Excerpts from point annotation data

---*---

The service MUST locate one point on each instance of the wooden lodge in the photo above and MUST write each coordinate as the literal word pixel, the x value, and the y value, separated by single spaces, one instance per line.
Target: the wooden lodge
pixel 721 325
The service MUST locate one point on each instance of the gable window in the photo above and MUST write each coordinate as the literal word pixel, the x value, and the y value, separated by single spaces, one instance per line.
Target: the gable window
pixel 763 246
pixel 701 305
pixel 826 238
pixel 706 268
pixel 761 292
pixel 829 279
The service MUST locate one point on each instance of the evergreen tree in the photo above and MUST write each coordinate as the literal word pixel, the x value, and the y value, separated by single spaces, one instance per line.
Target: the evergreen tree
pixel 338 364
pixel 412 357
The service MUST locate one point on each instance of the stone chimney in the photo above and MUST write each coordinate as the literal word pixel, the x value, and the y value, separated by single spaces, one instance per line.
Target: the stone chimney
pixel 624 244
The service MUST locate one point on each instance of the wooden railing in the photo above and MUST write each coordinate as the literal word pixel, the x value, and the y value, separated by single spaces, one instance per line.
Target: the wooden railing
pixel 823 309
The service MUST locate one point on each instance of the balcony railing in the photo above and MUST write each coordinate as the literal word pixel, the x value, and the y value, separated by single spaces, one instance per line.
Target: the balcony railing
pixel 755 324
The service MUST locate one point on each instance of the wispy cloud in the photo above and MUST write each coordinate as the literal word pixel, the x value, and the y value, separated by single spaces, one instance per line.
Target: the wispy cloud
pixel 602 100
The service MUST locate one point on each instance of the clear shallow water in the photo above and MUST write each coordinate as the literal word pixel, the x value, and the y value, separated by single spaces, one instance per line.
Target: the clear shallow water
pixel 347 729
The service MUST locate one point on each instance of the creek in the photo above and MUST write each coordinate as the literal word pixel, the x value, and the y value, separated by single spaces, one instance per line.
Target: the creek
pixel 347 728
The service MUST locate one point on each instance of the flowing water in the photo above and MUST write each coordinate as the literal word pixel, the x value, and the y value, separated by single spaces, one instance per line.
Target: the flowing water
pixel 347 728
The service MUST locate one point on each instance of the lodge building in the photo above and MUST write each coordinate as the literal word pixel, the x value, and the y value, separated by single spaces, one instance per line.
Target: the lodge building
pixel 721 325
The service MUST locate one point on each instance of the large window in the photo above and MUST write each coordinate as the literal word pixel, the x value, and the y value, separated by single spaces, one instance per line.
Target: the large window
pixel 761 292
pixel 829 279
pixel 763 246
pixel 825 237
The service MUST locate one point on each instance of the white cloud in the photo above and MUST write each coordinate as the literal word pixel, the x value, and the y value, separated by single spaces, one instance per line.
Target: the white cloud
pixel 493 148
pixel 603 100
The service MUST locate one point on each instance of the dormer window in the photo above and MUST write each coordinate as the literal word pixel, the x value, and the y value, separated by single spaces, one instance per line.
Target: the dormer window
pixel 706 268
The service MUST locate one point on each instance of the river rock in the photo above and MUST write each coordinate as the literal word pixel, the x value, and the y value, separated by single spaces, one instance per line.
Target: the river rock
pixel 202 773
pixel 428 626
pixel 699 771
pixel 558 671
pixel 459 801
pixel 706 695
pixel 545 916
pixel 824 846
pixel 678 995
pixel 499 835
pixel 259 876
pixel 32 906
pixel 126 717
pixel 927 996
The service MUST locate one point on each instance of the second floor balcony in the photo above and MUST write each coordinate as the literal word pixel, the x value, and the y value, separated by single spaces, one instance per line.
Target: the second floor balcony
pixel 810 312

---*---

- **Task brief**
Copy out every line of the data above word for word.

- **Result of this exercise**
The service MUST locate one point on each instance of the wooden lodge in the photo above and MUST write each coordinate as the literal word pixel, the x value, and the y value, separated by single spaces, one instance per line.
Target: the wooden lodge
pixel 721 325
The service MUST locate one point on each instance of the gable window in the photo above and MUST write each coordinate as the literal word pixel, the x value, and the y value, separated by single spaces, one instance per line.
Target: the gable window
pixel 763 246
pixel 701 305
pixel 826 238
pixel 706 268
pixel 761 292
pixel 829 279
The service MUST locate one point on each instance of the evergreen tree in the photo above and MUST write each coordinate as the literal word pixel, the x value, and the y value, separated by single spaces, one instance per line.
Target: the evergreen tree
pixel 338 364
pixel 412 357
The service MUST locate one point on each instance of the stone chimney in the photo above and MUST write each coordinate as the literal word pixel, the x value, and the y value, separated by single spaces, one instance per line.
Target: the stone chimney
pixel 624 244
The service MUST locate one point on each instance of the wooden railing in the photo above and MUST write each coordinate as the literal word pixel, the x value, and the y value, separated by single spaces, one instance per line.
Target: the wooden railing
pixel 823 309
The service MUST locate one point on each instance of the balcony railing in the photo above and MUST write each coordinate as the literal word pixel, the x value, and the y value, separated by single spaces, one instance per line.
Target: the balcony railing
pixel 755 324
The service MUST locate one point on each instance of the wispy cloud in the photo above and MUST write each coordinate as the literal word pixel, the x value, and the y value, separated by single spaces, one instance per line.
Target: the wispy cloud
pixel 602 100
The service MUST locate one point on each instance of the clear shallow water in the photo above and MUST write each coordinate as the literal word pixel, the x value, and the y value, separated by single spaces, one instance per line.
Target: the clear shallow water
pixel 347 729
The service MUST locate one point on each instance of the creek in the photo above and MUST write each coordinate as the literal word pixel, the x value, and the y value, separated by single spaces, one instance per line.
Target: the creek
pixel 347 728
The service MUST locate one point on each instance of the flowing water in the photo above and MUST write each coordinate as the literal word pixel, the x value, and the y value, separated by single spaces, one instance per line.
Target: the flowing water
pixel 347 728
The service MUST locate one point on each instance of the lodge building in the photo above and MUST write each coordinate as the literal word pixel, the x value, and the y value, separated by single spaces, one instance per line.
Target: the lodge building
pixel 721 325
The service MUST locate one point on each instance of the large window in the photo above and MUST write each coordinate as the literal word pixel, the x value, and the y value, separated by single spaces, one instance per line.
Target: the large window
pixel 761 292
pixel 829 279
pixel 763 246
pixel 825 237
The service MUST locate one point on each instance of the white cloud in the photo above and MUST write each coordinate as the literal word pixel, the x value, and the y value, separated by single spaces, one instance per line.
Target: the white cloud
pixel 493 148
pixel 603 100
The service MUST locate one point on each instance of the dormer window in the photo above and MUST write each coordinate as the literal word pixel, the x value, and the y value, separated by single spaces, one instance per line.
Target: the dormer window
pixel 706 268
The service MUST locate one point on each instance of the river rock in the photo above and MUST write each coordinate as the literal word pixel, the x value, and the y value, separated by single spaces, one instance per line.
Target: the river rock
pixel 202 773
pixel 428 626
pixel 699 771
pixel 558 671
pixel 459 801
pixel 706 695
pixel 545 916
pixel 824 846
pixel 678 995
pixel 499 835
pixel 259 876
pixel 32 906
pixel 126 717
pixel 927 996
The service MUST locate one point on each instance of the second floor balcony in the photo above and MUST write each coordinate as the literal word pixel, the x value, and the y value, separated by single spaces, one instance per line.
Target: the second floor balcony
pixel 810 312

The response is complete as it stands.